Scale everything from the line containing "trace the outline of soccer" down to the end of the records, reproducing every line, requests included. Multiply each coordinate in the answers by 1.5 and round to whole numbers, with halves rounded up.

Segmentation labeling items:
(begin)
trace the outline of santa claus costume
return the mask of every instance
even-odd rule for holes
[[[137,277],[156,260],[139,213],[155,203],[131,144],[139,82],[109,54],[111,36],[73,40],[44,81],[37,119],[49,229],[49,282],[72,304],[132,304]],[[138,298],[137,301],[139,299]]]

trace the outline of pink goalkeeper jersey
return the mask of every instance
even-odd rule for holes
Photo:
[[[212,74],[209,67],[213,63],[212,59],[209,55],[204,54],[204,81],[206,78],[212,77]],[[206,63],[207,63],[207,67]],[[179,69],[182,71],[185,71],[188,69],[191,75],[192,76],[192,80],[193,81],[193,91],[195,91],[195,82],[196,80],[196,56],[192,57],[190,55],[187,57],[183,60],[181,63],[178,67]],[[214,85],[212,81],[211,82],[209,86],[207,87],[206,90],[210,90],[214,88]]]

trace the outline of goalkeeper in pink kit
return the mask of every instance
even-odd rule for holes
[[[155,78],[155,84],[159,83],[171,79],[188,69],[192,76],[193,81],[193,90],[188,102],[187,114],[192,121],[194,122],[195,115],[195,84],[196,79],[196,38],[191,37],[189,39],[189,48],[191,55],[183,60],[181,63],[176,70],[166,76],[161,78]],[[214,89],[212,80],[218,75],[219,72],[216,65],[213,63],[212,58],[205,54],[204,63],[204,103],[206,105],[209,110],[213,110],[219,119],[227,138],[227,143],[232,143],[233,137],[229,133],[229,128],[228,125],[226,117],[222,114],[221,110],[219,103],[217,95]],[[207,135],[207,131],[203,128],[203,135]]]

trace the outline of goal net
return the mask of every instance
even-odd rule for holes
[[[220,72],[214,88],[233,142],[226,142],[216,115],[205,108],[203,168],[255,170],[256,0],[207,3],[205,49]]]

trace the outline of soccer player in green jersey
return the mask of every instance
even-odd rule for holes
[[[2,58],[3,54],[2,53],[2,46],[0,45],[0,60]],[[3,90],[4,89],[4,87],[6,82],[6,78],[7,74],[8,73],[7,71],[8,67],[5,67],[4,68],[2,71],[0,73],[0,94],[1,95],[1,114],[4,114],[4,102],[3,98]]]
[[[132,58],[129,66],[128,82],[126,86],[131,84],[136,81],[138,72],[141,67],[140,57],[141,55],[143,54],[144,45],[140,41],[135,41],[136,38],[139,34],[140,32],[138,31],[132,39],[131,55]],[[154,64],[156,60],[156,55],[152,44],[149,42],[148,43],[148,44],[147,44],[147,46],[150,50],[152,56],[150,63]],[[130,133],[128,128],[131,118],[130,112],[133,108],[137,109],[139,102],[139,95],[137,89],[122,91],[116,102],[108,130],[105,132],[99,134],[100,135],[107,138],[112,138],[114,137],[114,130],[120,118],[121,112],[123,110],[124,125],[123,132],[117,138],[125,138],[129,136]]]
(end)
ANSWER:
trace the outline of soccer player in green jersey
return the mask of every instance
even-odd rule for holes
[[[3,87],[5,81],[3,80],[3,69],[0,68],[0,90]],[[5,135],[6,134],[6,131],[9,123],[9,117],[11,111],[12,110],[11,107],[12,101],[8,101],[6,102],[3,107],[0,110],[0,141],[2,143],[2,171],[6,171],[6,153],[5,147]]]
[[[198,87],[194,99],[192,123],[189,129],[197,126],[204,122],[207,108],[212,101],[210,86],[212,83],[215,81],[216,68],[210,62],[203,62],[204,57],[209,51],[210,48],[207,47],[198,59],[197,83]],[[231,96],[234,90],[234,83],[228,66],[224,63],[222,65],[222,66],[221,66],[221,69],[225,75],[228,84],[225,95]],[[195,200],[192,192],[197,177],[195,168],[200,162],[206,164],[209,153],[209,143],[206,134],[183,137],[174,153],[162,195],[158,198],[149,201],[150,203],[161,207],[168,207],[171,206],[171,195],[180,177],[182,168],[185,165],[186,188],[185,198],[176,207],[188,207],[194,204]]]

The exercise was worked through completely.